# DESCRIPTION OF THE TASK
Locate every line in the material below that contains the word "facade", and copy each of those lines in full.

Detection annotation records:
Begin

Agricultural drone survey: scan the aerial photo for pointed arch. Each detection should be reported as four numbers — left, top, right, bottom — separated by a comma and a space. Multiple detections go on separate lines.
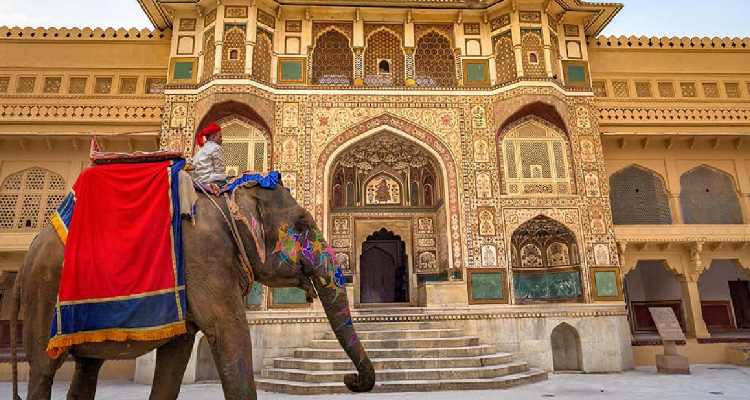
609, 164, 672, 225
680, 164, 743, 224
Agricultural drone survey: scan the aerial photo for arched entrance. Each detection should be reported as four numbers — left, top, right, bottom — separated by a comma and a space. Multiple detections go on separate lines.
359, 228, 409, 303
326, 127, 451, 305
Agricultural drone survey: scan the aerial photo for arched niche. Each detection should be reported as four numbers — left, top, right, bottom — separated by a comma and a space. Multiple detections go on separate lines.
511, 215, 583, 304
680, 165, 743, 224
550, 322, 583, 372
329, 132, 443, 209
609, 165, 672, 225
497, 115, 576, 195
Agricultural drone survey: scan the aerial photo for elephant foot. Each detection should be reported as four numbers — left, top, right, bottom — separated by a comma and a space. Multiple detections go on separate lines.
344, 371, 375, 393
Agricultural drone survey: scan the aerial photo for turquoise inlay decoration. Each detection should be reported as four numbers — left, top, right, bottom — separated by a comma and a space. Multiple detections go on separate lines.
513, 271, 581, 299
281, 60, 302, 81
466, 63, 487, 83
172, 61, 193, 79
471, 272, 505, 300
273, 288, 307, 305
567, 65, 586, 83
247, 281, 263, 307
594, 271, 620, 297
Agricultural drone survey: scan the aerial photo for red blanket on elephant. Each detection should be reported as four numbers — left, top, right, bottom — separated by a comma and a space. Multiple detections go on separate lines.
47, 160, 186, 358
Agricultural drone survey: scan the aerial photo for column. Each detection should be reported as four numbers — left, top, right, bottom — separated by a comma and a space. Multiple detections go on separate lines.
542, 11, 556, 77
214, 5, 224, 75
245, 1, 258, 75
510, 8, 524, 78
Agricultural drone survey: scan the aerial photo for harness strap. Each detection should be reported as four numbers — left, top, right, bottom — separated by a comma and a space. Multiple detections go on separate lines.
190, 176, 255, 296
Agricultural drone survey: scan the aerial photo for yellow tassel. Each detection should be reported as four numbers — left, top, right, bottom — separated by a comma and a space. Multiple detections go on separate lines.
49, 213, 68, 244
47, 321, 187, 360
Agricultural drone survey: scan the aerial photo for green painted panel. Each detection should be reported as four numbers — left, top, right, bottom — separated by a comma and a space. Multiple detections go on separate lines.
568, 65, 586, 83
273, 288, 307, 304
513, 271, 581, 299
594, 271, 620, 297
471, 272, 503, 300
466, 63, 487, 83
247, 281, 263, 307
281, 60, 302, 81
172, 61, 193, 79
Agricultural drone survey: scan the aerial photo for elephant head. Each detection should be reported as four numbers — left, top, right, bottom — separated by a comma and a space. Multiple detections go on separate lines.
232, 184, 375, 392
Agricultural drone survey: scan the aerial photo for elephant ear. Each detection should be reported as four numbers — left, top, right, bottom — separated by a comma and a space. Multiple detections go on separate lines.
230, 182, 266, 263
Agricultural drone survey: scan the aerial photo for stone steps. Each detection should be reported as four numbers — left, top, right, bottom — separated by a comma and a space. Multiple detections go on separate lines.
273, 353, 513, 371
256, 321, 547, 394
256, 369, 547, 394
294, 345, 495, 360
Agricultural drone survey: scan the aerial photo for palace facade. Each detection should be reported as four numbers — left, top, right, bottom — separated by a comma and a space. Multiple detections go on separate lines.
0, 0, 750, 379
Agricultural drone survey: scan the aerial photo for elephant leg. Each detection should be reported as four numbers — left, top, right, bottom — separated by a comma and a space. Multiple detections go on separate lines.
149, 330, 195, 400
198, 295, 258, 400
68, 357, 104, 400
26, 352, 68, 400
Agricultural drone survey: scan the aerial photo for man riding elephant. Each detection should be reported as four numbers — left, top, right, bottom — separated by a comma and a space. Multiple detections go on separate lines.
11, 166, 375, 400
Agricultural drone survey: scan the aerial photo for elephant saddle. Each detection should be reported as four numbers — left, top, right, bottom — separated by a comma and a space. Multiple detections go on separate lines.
47, 159, 186, 358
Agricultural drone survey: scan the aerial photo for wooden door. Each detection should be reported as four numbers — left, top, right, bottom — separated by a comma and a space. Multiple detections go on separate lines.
729, 280, 750, 329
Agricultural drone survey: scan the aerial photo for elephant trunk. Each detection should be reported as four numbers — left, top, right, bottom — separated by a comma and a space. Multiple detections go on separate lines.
311, 274, 375, 392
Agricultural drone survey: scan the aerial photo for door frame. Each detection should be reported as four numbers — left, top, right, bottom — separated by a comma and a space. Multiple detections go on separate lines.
349, 216, 417, 308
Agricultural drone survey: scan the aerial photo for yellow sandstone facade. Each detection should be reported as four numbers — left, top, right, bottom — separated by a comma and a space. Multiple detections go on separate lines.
0, 0, 750, 379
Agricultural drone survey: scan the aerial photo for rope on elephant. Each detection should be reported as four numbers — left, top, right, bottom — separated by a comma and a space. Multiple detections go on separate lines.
191, 176, 255, 296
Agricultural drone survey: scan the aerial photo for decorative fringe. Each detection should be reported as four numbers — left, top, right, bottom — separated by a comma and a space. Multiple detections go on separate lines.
47, 321, 187, 360
49, 213, 68, 244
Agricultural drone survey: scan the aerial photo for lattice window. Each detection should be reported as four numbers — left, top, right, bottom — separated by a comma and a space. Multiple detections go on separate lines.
16, 76, 36, 93
219, 117, 270, 176
0, 168, 67, 231
593, 81, 607, 97
659, 82, 674, 97
635, 82, 651, 97
703, 82, 719, 98
724, 82, 740, 98
521, 244, 544, 268
42, 76, 62, 93
364, 29, 406, 86
201, 30, 216, 80
120, 78, 138, 94
612, 81, 630, 97
414, 31, 456, 87
547, 242, 570, 267
680, 166, 742, 224
495, 36, 516, 83
521, 30, 547, 77
502, 117, 570, 194
312, 29, 354, 86
609, 166, 672, 225
221, 25, 247, 74
680, 82, 698, 97
253, 29, 273, 82
94, 76, 112, 94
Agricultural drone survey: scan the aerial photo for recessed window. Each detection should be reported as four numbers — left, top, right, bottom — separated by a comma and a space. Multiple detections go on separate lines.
378, 60, 391, 75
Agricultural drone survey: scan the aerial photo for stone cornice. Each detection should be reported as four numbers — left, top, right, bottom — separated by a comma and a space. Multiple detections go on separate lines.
588, 36, 750, 51
247, 304, 627, 325
0, 26, 172, 41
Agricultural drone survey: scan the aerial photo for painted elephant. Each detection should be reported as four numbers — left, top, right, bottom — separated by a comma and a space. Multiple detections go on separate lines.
11, 184, 375, 400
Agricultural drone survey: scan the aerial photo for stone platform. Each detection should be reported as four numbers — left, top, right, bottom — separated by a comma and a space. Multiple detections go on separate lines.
257, 321, 547, 394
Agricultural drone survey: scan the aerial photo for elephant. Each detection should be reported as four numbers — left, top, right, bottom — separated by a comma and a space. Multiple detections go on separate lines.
11, 182, 375, 400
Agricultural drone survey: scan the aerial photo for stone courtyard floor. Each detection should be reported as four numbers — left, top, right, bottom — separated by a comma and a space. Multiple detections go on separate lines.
0, 365, 750, 400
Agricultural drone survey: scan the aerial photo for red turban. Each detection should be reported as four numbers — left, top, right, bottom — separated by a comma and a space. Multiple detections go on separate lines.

End

# EXERCISE RESPONSE
Agricultural drone survey: scan the aerial photo for palace facade. Each detection should be reported as four numbers — left, top, right, bottom — separated by a comma and a space. Multiple detections go on separate lines.
Agricultural drone survey: scan the aerial photo for yellow sandstone facade. Each detection should be reported as four numbers — left, top, right, bottom — separated by a comma and a space. Multiple detections go on separate lines.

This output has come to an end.